Les consignes:
a. Quelles sont toutes les dates mentionnées dans le texte sur Desaix ?
b. Recopiez le passage du texte sur Desaix en commençant à « Louis Charles Antoine » et en terminant à « de Bretagne infanterie. ».

Texte fourni:

_ _ _ _ _

Louis Charles Antoine Desaix naît au château de Saint-Hilaire à Ayat-sur-Sioule, le 17 août 1768, dans une noble et ancienne famille de tradition chrétienne et royaliste. À sept ans, il entre comme pensionnaire boursier à l’École royale militaire d’Effiat, où son frère aîné l’a précédé. Les Oratoriens de Riom y dispensent une éducation très complète à des jeunes gens de conditions sociales très différentes. Le jeune Desaix y fortifie son corps et y cultive son esprit. Il s’y distingue par sa vive intelligence et sa mémoire exceptionnelle, spécialement en histoire et en géographie. Il rêve alors de servir dans la Royale et de découvrir le monde. Son destin est tout autre, car en 1783, il est affecté comme sous-lieutenant au régiment de Bretagne infanterie.
Dans la tourmente de la Révolution et malgré ses origines familiales, il reste en France. Sa mère et sa sœur lui reprochent de ne pas émigrer, ce à quoi il répond : « Je ne veux pas servir contre mon pays ». Le 23 mai 1792, il est promu capitaine et ses qualités militaires reconnues lui valent d’être appelé par le général Victor de Broglie, chef d’état-major de l’armée du Rhin, qui en fait son aide de camp.

_ _ _ _ _

Extraits de données d'annotation par points:
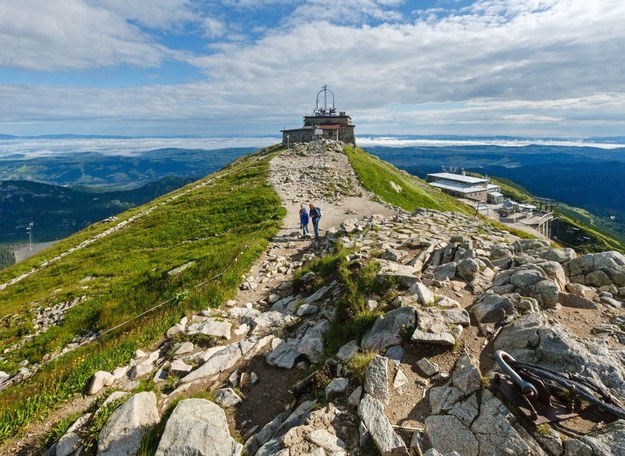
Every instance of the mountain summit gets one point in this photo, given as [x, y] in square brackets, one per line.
[205, 323]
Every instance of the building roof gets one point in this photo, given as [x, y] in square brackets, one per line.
[457, 188]
[459, 178]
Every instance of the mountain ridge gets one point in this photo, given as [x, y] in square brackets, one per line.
[310, 297]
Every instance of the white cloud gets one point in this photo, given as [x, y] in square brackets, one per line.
[213, 28]
[542, 66]
[156, 14]
[346, 11]
[49, 35]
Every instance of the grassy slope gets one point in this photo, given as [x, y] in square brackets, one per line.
[376, 176]
[231, 218]
[572, 215]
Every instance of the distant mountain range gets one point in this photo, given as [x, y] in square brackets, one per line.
[62, 194]
[57, 212]
[587, 177]
[96, 169]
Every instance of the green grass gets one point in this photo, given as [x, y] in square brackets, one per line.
[376, 175]
[223, 226]
[603, 239]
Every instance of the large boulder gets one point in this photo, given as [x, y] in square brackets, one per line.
[376, 379]
[493, 308]
[447, 433]
[402, 274]
[612, 264]
[197, 427]
[371, 412]
[217, 363]
[127, 425]
[387, 329]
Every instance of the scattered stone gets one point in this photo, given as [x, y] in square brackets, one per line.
[226, 397]
[100, 380]
[388, 329]
[347, 351]
[371, 412]
[127, 425]
[336, 386]
[189, 424]
[427, 367]
[376, 379]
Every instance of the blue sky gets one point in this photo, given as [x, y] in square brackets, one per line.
[252, 67]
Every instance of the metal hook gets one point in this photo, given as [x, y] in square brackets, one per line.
[527, 388]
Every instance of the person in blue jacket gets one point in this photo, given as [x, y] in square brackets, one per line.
[303, 220]
[315, 215]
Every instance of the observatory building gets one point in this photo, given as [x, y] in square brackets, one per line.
[325, 123]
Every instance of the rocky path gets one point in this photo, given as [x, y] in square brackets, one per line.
[461, 290]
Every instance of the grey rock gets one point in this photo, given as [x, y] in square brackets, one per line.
[446, 433]
[329, 442]
[184, 348]
[311, 345]
[268, 322]
[127, 425]
[493, 308]
[445, 271]
[354, 398]
[468, 268]
[297, 418]
[402, 274]
[211, 327]
[424, 295]
[387, 329]
[72, 440]
[226, 397]
[559, 255]
[395, 354]
[347, 351]
[100, 380]
[443, 398]
[284, 355]
[188, 426]
[575, 301]
[376, 379]
[432, 328]
[466, 410]
[581, 290]
[494, 431]
[260, 438]
[598, 279]
[574, 447]
[466, 377]
[427, 367]
[524, 277]
[371, 412]
[400, 380]
[546, 292]
[336, 386]
[179, 368]
[217, 363]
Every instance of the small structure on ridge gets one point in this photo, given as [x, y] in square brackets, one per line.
[325, 123]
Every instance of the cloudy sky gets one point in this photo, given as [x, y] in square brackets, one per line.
[253, 67]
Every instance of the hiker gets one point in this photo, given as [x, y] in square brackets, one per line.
[315, 215]
[303, 220]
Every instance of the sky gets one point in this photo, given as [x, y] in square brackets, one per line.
[536, 68]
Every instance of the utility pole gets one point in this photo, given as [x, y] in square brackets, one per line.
[29, 228]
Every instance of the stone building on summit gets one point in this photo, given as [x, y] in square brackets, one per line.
[325, 123]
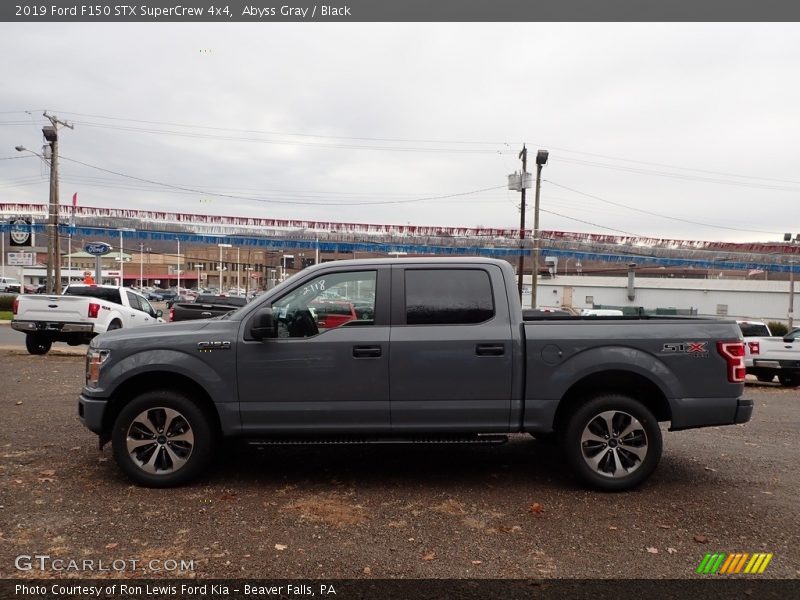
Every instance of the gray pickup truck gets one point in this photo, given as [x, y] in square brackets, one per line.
[437, 352]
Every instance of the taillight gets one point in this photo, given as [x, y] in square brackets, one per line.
[733, 353]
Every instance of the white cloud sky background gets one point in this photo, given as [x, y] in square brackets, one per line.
[723, 99]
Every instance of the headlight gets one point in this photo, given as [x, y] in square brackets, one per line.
[94, 360]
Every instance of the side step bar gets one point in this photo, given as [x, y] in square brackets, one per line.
[347, 440]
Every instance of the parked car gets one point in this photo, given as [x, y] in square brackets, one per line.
[205, 307]
[767, 356]
[447, 358]
[82, 312]
[179, 298]
[9, 285]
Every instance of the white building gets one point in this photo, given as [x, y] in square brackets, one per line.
[757, 299]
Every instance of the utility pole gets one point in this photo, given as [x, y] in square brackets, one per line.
[54, 245]
[541, 160]
[521, 265]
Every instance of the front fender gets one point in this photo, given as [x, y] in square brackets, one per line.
[204, 372]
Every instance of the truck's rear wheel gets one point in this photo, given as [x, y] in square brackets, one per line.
[37, 344]
[613, 443]
[162, 439]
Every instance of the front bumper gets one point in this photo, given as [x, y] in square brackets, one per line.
[51, 327]
[691, 413]
[91, 412]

_ _ _ _ _

Réponses aux consignes:
a. 17 août 1768 ; 1783 ; 23 mai 1792

b.
Louis Charles Antoine Desaix naît au château de Saint-Hilaire à Ayat-sur-Sioule, le 17 août 1768, dans une noble et ancienne famille de tradition chrétienne et royaliste. À sept ans, il entre comme pensionnaire boursier à l’École royale militaire d’Effiat, où son frère aîné l’a précédé. Les Oratoriens de Riom y dispensent une éducation très complète à des jeunes gens de conditions sociales très différentes. Le jeune Desaix y fortifie son corps et y cultive son esprit. Il s’y distingue par sa vive intelligence et sa mémoire exceptionnelle, spécialement en histoire et en géographie. Il rêve alors de servir dans la Royale et de découvrir le monde. Son destin est tout autre, car en 1783, il est affecté comme sous-lieutenant au régiment de Bretagne infanterie.